# TASKS:
**1)** Repeat the stretch of the file-locking thread from "D4no0 · March" through "notifications from it.", word for word.
**2)** In the file-locking thread, on which platform does the zigler implementation of flock fail to execute correctly?

# SELECTION:
***
I have a feeling that you’re trying to solve the wrong problem though, why are you communicating over the file system?

D4no0 · March 21, 2023, 5:35pm

Since nowadays hashing is so common, there is a chance that the CPU you are using might have acceleration for some specific hashing algorithms. If I were to choose, I would go CRC at the beginning.

dimitarvp · March 21, 2023, 6:13pm

I’m interested what’s your actual scenario that you eventually ended up with having to modify a JSON file and checking if you modified it recently.

the_wildgoose · March 21, 2023, 6:29pm

I’m using inotify. I need to debounce multiple notifications from it.

Can I just add that I’m not hoping for an argument on the merits of mtimes and comfortable with their limitations.

Larger situation is that multiple processes across an embedded system are all editing a master JSON config file. Think of something like openwrt and it’s config system. You need 2 basic primitives, open with a shared lock and open with an exclusive lock. Due to the varied different implementations/programming languages that I need to support, I’m using flock to implement my locking. For various reasons the required incantations to support flock using exec under elixir are “slow”. This is due to calling the native “flock” binary, which itself needs to bring up a shell to be safe against process failure.

Longer term I will rewrite flock in rustler. I already wrote an implementation in zigler, but that seems to have lost traction and whilst the code runs fine on a number of platforms, it fails to execute correctly on arm32. Development time is the limitation here. I also see that there is a pull request for OTP to implement flock in OTP27, which should land in about 14 months or so. So I just need to get this project stood up until then

So, back to the original problem: I have a database file, its slow to lock it for (synchronised) reading. I can read it’s contents raw without a problem, eg to do a CRC check on it, or I can check it’s mtime to see if it changed since I last read it. The file is read regularly, but written very rarely. Goals are to avoid calling flock on every read. Cache is blown away on every inotify and when elixir alters the file. However, I’m still getting stale reads in some corner case. I’m looking to implement a safety net that also re-reads if the file has changed based on mtime (or perhaps something else)
***
# DATA SECTION:
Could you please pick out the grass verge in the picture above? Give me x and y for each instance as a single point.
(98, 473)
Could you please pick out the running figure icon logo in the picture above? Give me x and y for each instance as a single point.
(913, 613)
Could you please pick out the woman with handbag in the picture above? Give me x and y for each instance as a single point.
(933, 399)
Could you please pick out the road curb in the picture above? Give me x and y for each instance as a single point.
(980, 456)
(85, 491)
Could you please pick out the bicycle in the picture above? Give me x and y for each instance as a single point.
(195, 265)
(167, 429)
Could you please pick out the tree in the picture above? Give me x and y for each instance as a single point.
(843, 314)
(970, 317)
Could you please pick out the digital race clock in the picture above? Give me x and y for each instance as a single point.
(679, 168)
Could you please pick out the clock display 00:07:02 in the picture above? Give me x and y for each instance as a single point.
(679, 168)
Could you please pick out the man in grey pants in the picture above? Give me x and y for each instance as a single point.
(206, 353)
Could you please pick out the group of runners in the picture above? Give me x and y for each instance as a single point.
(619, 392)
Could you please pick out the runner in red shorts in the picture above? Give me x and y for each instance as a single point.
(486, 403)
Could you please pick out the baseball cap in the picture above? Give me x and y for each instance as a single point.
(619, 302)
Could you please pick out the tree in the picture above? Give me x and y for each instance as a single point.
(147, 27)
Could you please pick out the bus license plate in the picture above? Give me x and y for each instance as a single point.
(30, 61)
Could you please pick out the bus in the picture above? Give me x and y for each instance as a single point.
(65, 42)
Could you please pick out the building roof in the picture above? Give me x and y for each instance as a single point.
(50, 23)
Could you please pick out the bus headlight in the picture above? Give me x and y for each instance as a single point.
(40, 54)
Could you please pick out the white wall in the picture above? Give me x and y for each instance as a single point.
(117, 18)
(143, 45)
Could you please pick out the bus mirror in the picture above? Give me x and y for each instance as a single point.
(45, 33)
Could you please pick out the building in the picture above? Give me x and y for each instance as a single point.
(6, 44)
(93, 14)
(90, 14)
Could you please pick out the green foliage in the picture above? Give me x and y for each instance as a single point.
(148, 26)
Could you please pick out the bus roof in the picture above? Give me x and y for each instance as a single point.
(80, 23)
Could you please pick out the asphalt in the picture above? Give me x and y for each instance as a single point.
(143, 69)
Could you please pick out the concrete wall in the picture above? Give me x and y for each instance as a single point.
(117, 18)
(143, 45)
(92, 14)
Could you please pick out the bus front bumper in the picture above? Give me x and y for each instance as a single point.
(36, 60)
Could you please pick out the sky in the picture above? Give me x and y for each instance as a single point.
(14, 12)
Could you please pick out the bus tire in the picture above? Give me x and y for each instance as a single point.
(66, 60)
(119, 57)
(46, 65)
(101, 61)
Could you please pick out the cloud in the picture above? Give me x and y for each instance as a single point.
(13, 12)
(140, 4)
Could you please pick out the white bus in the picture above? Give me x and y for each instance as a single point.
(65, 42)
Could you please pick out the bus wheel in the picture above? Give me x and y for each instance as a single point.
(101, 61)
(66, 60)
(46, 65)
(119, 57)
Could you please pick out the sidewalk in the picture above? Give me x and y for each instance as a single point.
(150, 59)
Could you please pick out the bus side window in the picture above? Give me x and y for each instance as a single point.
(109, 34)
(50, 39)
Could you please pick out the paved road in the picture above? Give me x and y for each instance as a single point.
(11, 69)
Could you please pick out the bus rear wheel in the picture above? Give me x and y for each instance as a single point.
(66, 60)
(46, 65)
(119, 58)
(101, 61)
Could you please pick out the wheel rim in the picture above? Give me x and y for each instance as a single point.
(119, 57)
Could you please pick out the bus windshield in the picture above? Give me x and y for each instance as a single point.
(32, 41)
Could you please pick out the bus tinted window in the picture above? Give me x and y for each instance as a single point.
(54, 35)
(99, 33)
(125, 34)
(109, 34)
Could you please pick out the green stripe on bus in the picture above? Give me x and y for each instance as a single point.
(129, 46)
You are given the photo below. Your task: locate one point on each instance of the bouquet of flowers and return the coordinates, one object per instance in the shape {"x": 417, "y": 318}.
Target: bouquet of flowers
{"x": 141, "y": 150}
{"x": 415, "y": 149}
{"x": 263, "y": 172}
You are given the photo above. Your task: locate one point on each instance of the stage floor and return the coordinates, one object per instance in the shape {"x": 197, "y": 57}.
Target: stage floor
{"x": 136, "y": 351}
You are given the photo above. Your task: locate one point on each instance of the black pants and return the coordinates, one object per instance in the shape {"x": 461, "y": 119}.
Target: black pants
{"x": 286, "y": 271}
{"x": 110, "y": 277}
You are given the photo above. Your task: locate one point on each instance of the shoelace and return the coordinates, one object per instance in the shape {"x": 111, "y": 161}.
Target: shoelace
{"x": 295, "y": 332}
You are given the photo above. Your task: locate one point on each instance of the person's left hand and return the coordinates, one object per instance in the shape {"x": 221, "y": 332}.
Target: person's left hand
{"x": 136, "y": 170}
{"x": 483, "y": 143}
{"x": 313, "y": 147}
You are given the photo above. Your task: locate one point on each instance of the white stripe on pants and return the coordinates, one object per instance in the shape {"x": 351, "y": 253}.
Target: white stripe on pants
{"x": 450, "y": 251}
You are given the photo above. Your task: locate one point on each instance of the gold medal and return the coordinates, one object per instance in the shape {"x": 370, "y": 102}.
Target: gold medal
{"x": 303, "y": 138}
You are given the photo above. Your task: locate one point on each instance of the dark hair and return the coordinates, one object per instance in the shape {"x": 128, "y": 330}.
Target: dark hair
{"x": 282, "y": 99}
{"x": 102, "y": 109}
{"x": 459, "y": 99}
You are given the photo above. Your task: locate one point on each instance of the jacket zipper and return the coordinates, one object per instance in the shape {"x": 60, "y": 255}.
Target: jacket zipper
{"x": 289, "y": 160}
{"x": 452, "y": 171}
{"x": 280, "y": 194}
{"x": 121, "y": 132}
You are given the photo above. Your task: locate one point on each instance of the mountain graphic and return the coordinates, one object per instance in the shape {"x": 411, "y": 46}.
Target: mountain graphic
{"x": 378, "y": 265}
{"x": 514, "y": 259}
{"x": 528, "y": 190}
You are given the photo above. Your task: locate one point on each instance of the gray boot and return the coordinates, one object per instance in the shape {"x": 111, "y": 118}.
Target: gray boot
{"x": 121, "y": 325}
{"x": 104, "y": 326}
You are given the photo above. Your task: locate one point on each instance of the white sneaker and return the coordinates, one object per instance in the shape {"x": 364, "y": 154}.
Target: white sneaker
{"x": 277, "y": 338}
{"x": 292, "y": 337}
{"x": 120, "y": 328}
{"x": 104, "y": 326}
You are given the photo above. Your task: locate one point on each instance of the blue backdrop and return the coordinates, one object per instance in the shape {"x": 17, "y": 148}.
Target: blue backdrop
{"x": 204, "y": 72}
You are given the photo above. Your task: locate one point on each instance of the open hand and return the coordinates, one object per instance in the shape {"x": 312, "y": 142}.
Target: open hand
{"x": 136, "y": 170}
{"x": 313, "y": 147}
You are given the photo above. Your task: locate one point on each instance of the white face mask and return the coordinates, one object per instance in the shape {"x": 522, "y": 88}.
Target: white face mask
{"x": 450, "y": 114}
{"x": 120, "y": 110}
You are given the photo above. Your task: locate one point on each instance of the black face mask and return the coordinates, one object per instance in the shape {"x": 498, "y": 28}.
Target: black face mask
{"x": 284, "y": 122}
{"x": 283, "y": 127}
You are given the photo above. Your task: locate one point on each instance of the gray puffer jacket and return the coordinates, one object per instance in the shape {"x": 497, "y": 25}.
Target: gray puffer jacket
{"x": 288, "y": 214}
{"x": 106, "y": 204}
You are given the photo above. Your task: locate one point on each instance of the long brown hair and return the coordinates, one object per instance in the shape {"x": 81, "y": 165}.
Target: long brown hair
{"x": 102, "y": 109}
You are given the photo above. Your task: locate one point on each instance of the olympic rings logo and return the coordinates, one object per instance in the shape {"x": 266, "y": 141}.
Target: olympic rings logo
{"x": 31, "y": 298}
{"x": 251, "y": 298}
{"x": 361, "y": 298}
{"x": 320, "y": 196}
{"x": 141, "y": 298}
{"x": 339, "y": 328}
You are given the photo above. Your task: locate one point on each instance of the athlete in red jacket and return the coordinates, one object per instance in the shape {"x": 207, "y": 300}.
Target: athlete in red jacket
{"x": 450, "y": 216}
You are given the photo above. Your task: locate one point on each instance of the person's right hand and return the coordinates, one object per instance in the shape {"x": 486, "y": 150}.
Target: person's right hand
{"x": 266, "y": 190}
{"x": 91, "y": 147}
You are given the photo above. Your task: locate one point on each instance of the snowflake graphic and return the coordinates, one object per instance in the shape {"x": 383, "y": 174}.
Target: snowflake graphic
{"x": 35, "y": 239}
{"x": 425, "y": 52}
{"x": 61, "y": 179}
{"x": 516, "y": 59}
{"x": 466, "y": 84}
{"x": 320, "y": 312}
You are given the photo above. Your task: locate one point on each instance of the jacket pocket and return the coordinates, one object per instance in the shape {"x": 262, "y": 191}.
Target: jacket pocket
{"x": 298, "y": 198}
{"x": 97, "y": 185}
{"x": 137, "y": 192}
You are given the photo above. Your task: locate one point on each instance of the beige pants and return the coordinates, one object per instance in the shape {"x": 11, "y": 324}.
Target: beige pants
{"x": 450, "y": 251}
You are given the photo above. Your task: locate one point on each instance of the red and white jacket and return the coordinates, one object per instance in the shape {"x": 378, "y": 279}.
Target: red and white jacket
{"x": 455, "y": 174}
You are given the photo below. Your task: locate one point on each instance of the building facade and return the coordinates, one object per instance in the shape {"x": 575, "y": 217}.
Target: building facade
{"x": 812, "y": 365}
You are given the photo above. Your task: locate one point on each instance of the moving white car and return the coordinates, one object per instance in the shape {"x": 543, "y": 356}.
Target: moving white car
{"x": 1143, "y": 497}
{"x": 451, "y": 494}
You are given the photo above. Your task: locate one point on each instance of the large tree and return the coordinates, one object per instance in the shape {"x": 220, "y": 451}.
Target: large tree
***
# IN RESPONSE:
**1)**
D4no0 · March 21, 2023, 5:35pm

Since nowadays hashing is so common, there is a chance that the CPU you are using might have acceleration for some specific hashing algorithms. If I were to choose, I would go CRC at the beginning.

dimitarvp · March 21, 2023, 6:13pm

I’m interested what’s your actual scenario that you eventually ended up with having to modify a JSON file and checking if you modified it recently.

the_wildgoose · March 21, 2023, 6:29pm

I’m using inotify. I need to debounce multiple notifications from it.

**2)** arm32